In the Committee passage, on what two dates does the complainant claim the police ill-treated and threatened her?

* Quoted passage *
☆ ☆ ☆ ☆ ☆ ☆ ☆

7.6In the present case, the Committee notes that the complainant claims to have been ill-treated and threatened by the police because of her political activities twice, on 17 and 24 May 2012. The Committee also notes that, according to the State party, the fact that, during her first hearing, the complainant did not mention her arrest on 24 May 2012, when she was detained for several hours, severely beaten and threatened with death, and the inconsistencies in her statements about the number of policemen who questioned her, make her allegations implausible. The Committee further notes that, according to the State party, the complainant’s political activities in Switzerland, despite being proven, do not constitute lasting and intense activity that could be considered a serious and real threat to the Government. The Committee also takes note of the medical reports concerning the complainant’s health, indicating a major depressive episode and suicidal ideation, as symptoms of the post-traumatic stress disorder from which she suffers. The Committee also notes that the complainant’s credibility should be assessed taking account of the vulnerable state of her mental health. The Committee further notes that, according to the State party, there are numerous medical facilities adapted to treat the complainant and her daughter in Ethiopia, where the complainant could be supported by the presence of her mother and her partner’s family.

☆ ☆ ☆ ☆ ☆ ☆ ☆

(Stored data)
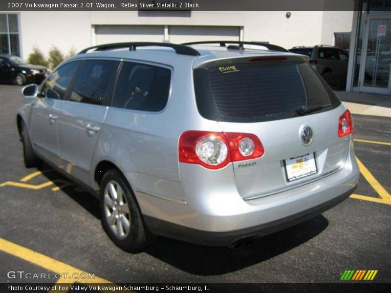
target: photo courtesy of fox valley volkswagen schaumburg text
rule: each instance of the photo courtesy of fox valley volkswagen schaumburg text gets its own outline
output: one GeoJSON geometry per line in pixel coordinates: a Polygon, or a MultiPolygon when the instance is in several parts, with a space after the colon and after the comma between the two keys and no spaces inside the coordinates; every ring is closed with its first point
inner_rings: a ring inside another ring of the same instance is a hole
{"type": "Polygon", "coordinates": [[[0,2],[0,292],[385,292],[390,5],[0,2]]]}

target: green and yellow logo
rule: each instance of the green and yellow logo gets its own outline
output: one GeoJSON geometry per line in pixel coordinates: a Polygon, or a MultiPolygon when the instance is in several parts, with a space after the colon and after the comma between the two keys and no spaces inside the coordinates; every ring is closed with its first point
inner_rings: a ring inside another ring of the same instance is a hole
{"type": "Polygon", "coordinates": [[[347,270],[344,272],[341,279],[342,280],[354,280],[355,281],[361,280],[373,280],[376,274],[377,273],[377,270],[347,270]]]}

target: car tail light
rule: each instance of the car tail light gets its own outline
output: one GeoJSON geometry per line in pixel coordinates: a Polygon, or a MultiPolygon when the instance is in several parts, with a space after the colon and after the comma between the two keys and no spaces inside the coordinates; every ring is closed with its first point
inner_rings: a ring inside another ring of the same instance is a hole
{"type": "Polygon", "coordinates": [[[338,121],[338,137],[353,134],[353,120],[348,110],[341,115],[338,121]]]}
{"type": "Polygon", "coordinates": [[[263,147],[254,134],[189,131],[179,138],[179,162],[219,169],[230,162],[261,157],[263,147]]]}

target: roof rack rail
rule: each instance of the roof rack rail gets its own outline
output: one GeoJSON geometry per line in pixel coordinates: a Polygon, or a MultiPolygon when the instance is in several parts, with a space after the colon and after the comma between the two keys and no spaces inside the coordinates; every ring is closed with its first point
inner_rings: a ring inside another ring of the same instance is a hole
{"type": "Polygon", "coordinates": [[[258,42],[245,42],[240,41],[206,41],[204,42],[190,42],[183,43],[182,45],[198,45],[201,44],[216,44],[219,43],[221,47],[225,47],[226,44],[238,44],[240,48],[243,48],[243,45],[254,45],[255,46],[262,46],[262,47],[266,47],[269,50],[273,51],[280,51],[281,52],[288,52],[286,49],[277,46],[277,45],[273,45],[268,43],[258,42]]]}
{"type": "Polygon", "coordinates": [[[315,45],[314,47],[334,47],[332,45],[315,45]]]}
{"type": "Polygon", "coordinates": [[[103,45],[97,45],[86,48],[79,52],[79,54],[84,54],[87,53],[90,50],[94,51],[105,51],[107,50],[113,50],[114,49],[120,49],[121,48],[129,47],[130,51],[136,50],[137,47],[145,47],[147,46],[156,46],[159,47],[166,47],[172,48],[176,52],[176,54],[182,55],[191,55],[192,56],[199,56],[200,54],[198,51],[187,46],[173,44],[171,43],[166,42],[120,42],[113,43],[109,44],[104,44],[103,45]]]}

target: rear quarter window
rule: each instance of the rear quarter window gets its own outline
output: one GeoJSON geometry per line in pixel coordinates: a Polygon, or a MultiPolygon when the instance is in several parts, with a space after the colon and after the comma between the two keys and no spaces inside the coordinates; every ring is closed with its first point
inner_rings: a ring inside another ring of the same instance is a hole
{"type": "Polygon", "coordinates": [[[171,71],[146,64],[125,62],[118,76],[112,105],[157,112],[166,106],[171,71]]]}
{"type": "Polygon", "coordinates": [[[200,114],[218,121],[286,119],[295,117],[296,109],[303,106],[331,104],[316,113],[340,104],[319,75],[304,62],[212,64],[194,70],[194,83],[200,114]]]}

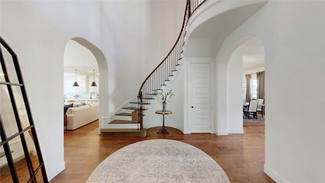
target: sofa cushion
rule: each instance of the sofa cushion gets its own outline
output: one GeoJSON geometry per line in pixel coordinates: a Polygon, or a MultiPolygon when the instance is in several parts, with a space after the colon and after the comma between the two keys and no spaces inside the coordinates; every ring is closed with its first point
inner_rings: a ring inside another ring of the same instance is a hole
{"type": "Polygon", "coordinates": [[[64,113],[63,114],[66,114],[67,113],[67,111],[68,110],[68,109],[69,108],[69,107],[73,107],[73,103],[70,104],[70,105],[65,105],[63,106],[63,110],[64,110],[64,113]]]}
{"type": "Polygon", "coordinates": [[[73,111],[74,108],[70,107],[67,110],[67,112],[66,112],[66,114],[72,114],[72,111],[73,111]]]}

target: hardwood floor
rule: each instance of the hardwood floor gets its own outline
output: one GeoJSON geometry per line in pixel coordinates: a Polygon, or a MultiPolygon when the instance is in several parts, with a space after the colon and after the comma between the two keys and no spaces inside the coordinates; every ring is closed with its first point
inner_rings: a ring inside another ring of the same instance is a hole
{"type": "MultiPolygon", "coordinates": [[[[85,182],[96,167],[120,148],[140,141],[166,138],[194,146],[211,156],[223,169],[232,183],[275,182],[264,172],[264,125],[245,125],[244,134],[217,136],[183,134],[165,127],[170,133],[157,134],[161,127],[148,129],[145,137],[102,137],[98,121],[64,132],[66,169],[50,183],[85,182]]],[[[135,155],[136,156],[136,155],[135,155]]]]}

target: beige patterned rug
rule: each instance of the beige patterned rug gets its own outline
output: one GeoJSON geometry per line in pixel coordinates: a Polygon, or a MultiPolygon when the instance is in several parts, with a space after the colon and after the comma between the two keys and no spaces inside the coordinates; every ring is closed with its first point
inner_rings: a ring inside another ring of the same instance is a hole
{"type": "Polygon", "coordinates": [[[136,142],[114,152],[87,182],[230,182],[210,156],[188,144],[169,139],[136,142]]]}
{"type": "Polygon", "coordinates": [[[265,115],[262,117],[262,114],[257,114],[257,118],[253,117],[252,115],[250,115],[249,118],[245,115],[243,115],[243,124],[255,124],[255,125],[265,125],[265,115]]]}

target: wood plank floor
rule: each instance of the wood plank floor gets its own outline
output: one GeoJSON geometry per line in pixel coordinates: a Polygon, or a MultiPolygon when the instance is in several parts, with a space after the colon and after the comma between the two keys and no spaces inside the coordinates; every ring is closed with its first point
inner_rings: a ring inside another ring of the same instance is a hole
{"type": "MultiPolygon", "coordinates": [[[[66,169],[50,183],[85,182],[96,167],[108,156],[131,143],[152,139],[179,140],[193,145],[211,156],[223,169],[232,183],[275,182],[263,172],[264,125],[245,125],[244,134],[217,136],[210,134],[157,134],[161,127],[148,129],[145,137],[102,137],[98,121],[64,132],[66,169]]],[[[136,155],[135,155],[136,156],[136,155]]]]}

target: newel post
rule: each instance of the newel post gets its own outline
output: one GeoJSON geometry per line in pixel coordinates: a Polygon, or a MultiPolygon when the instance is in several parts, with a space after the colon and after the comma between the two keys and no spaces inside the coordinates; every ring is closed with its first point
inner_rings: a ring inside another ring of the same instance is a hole
{"type": "Polygon", "coordinates": [[[143,106],[143,95],[142,95],[142,92],[140,92],[140,130],[143,130],[143,115],[142,114],[142,106],[143,106]]]}
{"type": "Polygon", "coordinates": [[[191,1],[190,0],[187,0],[187,15],[188,18],[191,16],[191,1]]]}

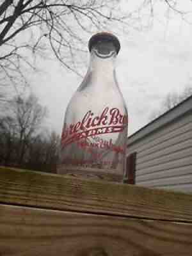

☆ ☆ ☆ ☆ ☆ ☆ ☆

* Solution to this problem *
On 17 and 24 May 2012.